Work to do:
A: List the churches where the passage on Federico Cornaro says he served as Cardinal-Priest.
B: Gather every line in the rows below that contains the word "limestone", and copy each one out.

Passage shown:
Federico Baldissera Bartolomeo Cornaro (16 November 1579 – 5 June 1653) was a Venetian Catholic Cardinal and Patriarch of Venice.

==Early life==

Cornaro was born in Venice on 16 November 1579, the son of Doge Giovanni Cornaro and Chiara Delfino; he belonged to S. Paolo line of the House of Cornaro. He was the brother of Doge Francesco Cornaro. He started his education under the tutelage of his Cardinal uncle, until 1598 when his uncle died. Thereafter, he returned to Venice and studied at the University of Padua. In 1602, he went to Rome and became a cleric of the Apostolic Chamber under Pope Clement VIII. In 1607, he was appointed Governor of Civitavecchia.

==Ecclesiastic career==

In February 1623, he was elected Bishop of Bergamo, but retained the clericate of the Apostolic Chamber, and was consecrated in April by Cardinal Marcantonio Gozzadini. Three years later, he was elevated to Cardinal by Pope Urban VIII and was installed as Cardinal-Priest of Santa Maria in Traspontina and appointed Bishop of Venice. His elevation was not without controversy as the Republic of Venice prohibited any son of a Doge from accepting a papal appointment. Eventually, the Venetian senate approved the promotion but refused to approve his proposed appointments as Bishop of Vicenza or Bishop of Padua.

Cornaro was appointed Cardinal-Priest of Santa Cecilia in Trastevere in 1627 and San Marco in 1629, before being promoted to Patriarch of Venice in June 1631, a position he held until 1644. In the intervening period, he was appointed Camerlengo of the Sacred College of Cardinals from 1639 to 1641.

Supplied records:
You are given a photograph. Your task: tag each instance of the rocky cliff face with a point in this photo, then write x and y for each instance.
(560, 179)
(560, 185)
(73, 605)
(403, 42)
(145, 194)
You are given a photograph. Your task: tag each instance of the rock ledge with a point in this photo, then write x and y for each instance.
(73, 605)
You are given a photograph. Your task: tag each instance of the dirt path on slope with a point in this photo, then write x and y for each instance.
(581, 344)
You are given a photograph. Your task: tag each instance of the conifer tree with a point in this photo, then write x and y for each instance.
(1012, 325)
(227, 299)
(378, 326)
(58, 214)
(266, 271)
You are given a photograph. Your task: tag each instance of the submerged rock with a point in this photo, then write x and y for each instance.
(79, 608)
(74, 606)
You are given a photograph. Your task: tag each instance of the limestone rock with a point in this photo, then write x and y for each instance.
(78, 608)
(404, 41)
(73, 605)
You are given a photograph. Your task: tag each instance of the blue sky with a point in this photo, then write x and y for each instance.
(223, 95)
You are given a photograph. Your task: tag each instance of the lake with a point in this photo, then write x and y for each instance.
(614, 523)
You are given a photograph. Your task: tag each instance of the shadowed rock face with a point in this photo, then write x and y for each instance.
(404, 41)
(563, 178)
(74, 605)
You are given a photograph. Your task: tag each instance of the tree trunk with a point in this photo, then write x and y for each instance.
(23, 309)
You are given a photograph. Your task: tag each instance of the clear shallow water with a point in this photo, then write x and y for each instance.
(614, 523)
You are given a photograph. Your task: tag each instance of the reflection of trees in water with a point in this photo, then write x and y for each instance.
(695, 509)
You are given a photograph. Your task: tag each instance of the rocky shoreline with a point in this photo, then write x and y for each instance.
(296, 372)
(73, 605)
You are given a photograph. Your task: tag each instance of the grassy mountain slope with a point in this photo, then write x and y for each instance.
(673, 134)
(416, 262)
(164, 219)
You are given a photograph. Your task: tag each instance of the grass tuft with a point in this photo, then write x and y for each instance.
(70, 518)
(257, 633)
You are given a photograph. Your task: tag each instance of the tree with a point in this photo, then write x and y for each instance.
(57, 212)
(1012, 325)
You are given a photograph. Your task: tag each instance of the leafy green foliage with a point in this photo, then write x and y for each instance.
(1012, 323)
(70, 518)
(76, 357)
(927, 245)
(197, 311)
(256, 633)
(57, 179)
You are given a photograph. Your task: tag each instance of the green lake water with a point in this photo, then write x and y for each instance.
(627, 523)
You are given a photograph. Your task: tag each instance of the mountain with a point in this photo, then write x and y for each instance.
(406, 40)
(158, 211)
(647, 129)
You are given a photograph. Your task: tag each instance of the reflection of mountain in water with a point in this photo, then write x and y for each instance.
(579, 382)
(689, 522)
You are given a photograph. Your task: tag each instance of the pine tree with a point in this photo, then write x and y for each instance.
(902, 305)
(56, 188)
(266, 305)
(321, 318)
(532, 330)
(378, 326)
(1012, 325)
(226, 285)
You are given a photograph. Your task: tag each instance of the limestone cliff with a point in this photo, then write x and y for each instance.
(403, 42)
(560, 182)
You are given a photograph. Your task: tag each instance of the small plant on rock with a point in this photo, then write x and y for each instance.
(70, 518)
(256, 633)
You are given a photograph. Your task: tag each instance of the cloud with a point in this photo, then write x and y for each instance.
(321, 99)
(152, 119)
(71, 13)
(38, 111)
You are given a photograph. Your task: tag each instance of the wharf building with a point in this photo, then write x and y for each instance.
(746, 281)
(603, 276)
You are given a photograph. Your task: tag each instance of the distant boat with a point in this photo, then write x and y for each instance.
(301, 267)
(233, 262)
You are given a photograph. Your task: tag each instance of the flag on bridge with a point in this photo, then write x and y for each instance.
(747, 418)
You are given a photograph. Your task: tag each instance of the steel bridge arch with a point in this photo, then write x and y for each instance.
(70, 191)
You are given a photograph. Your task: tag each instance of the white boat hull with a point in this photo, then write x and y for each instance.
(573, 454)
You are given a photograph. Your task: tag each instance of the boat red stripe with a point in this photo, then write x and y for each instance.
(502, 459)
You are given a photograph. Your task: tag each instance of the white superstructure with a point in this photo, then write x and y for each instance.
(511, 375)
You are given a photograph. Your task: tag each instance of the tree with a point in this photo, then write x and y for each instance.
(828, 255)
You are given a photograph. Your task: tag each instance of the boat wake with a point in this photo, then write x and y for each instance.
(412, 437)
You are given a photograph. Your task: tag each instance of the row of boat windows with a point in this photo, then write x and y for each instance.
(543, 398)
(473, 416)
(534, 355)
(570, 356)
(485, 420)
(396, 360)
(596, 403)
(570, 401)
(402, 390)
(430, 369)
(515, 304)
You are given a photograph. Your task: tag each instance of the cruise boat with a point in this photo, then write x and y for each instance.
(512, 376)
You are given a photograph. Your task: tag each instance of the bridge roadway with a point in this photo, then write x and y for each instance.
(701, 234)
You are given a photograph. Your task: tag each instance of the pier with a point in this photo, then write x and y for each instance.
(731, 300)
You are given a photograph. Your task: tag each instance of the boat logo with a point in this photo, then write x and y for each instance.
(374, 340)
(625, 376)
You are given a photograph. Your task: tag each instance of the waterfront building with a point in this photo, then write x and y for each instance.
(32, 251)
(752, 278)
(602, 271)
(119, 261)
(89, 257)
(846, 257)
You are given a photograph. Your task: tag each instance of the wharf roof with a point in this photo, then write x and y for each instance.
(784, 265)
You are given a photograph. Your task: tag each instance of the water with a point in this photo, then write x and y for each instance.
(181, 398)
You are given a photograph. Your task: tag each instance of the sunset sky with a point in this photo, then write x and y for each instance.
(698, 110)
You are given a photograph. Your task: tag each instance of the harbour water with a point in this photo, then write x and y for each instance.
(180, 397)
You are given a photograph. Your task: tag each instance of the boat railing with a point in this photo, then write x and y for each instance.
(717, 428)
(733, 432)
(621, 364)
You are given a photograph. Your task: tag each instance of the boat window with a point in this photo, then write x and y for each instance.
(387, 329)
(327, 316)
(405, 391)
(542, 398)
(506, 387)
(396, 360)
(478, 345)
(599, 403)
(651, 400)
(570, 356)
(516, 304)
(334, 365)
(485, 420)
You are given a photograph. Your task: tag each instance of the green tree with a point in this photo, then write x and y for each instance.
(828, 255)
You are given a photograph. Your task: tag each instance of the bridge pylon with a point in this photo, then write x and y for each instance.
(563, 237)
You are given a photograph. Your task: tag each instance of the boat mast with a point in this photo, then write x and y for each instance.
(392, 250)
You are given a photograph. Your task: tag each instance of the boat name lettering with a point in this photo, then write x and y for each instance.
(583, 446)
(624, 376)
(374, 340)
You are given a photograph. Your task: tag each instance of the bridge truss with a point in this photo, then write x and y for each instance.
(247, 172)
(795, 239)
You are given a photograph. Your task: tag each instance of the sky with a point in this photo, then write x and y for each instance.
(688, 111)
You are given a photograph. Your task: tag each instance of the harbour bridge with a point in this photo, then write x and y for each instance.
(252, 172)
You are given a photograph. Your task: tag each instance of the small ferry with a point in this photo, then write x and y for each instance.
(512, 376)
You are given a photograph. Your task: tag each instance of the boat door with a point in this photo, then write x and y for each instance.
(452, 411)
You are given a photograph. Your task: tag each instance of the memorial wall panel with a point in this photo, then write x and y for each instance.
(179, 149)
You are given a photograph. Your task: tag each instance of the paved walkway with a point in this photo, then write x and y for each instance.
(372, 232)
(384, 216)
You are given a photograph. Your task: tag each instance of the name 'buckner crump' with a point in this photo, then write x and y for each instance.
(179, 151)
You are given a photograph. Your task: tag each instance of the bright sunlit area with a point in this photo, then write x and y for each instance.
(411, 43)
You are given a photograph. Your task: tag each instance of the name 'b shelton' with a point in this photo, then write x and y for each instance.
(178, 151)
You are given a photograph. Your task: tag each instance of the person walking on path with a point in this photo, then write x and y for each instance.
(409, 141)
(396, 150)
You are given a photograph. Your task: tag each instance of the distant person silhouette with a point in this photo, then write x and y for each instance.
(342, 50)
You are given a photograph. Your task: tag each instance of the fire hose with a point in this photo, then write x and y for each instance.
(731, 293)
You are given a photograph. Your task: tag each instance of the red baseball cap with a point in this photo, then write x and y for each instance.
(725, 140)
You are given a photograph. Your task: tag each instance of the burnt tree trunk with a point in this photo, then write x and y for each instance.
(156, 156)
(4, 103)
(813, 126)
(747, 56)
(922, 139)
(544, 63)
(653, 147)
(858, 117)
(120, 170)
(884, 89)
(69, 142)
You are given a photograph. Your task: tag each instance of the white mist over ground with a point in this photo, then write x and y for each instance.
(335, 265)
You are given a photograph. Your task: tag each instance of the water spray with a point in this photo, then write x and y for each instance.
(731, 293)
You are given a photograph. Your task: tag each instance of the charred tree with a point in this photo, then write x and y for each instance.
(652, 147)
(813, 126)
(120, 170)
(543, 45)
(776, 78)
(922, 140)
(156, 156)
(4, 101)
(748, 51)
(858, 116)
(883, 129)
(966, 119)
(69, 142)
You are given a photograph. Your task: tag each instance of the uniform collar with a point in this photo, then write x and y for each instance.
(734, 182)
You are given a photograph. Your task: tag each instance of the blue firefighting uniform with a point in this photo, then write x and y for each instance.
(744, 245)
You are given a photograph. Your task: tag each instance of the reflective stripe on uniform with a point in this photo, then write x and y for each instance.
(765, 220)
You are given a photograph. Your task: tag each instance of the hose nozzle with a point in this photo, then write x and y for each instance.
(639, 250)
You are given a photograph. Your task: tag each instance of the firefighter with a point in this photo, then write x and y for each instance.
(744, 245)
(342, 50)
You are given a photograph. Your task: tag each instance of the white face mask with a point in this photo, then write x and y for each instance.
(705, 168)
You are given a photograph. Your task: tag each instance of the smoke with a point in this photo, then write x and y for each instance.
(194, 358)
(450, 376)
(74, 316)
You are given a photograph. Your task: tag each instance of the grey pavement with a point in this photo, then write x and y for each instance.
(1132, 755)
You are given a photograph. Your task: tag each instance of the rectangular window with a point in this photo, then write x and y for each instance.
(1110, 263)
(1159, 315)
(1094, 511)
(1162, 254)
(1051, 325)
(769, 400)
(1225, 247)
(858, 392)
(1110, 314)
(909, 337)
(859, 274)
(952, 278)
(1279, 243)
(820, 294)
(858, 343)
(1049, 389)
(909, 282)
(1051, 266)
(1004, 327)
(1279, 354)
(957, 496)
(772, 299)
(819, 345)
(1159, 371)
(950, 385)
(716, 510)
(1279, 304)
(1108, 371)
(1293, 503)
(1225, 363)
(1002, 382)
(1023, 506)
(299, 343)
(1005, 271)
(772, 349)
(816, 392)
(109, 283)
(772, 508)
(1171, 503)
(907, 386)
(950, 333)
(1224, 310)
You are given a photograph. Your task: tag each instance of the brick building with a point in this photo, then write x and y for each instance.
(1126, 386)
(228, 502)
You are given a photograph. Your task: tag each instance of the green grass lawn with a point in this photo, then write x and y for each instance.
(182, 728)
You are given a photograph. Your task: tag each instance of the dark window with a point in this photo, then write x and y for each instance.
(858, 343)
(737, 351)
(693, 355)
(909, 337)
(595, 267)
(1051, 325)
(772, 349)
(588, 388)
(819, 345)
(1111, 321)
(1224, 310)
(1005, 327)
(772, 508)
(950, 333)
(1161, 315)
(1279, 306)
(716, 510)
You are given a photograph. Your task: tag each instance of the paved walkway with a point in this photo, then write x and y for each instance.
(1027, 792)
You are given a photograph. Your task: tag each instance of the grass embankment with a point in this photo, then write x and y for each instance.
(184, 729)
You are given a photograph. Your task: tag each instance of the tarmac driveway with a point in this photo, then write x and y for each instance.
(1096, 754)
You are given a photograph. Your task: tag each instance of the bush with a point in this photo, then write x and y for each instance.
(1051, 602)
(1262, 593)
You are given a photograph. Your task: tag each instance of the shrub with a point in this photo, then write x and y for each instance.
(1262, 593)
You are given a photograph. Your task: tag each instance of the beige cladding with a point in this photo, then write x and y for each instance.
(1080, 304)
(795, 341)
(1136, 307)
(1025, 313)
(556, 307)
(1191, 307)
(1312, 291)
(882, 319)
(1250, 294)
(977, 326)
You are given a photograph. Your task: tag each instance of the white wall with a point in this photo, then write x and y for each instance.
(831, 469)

Task solutions:
A:
Santa Maria in Traspontina
Santa Cecilia in Trastevere
San Marco

B:
You are given a photograph. Your task: tag each instance of the limestone rock with a point in this photo, then write x and y for each instance.
You are given a photograph. Your task: tag each instance of the limestone cliff with a point in this photo, then write x and y for each instance.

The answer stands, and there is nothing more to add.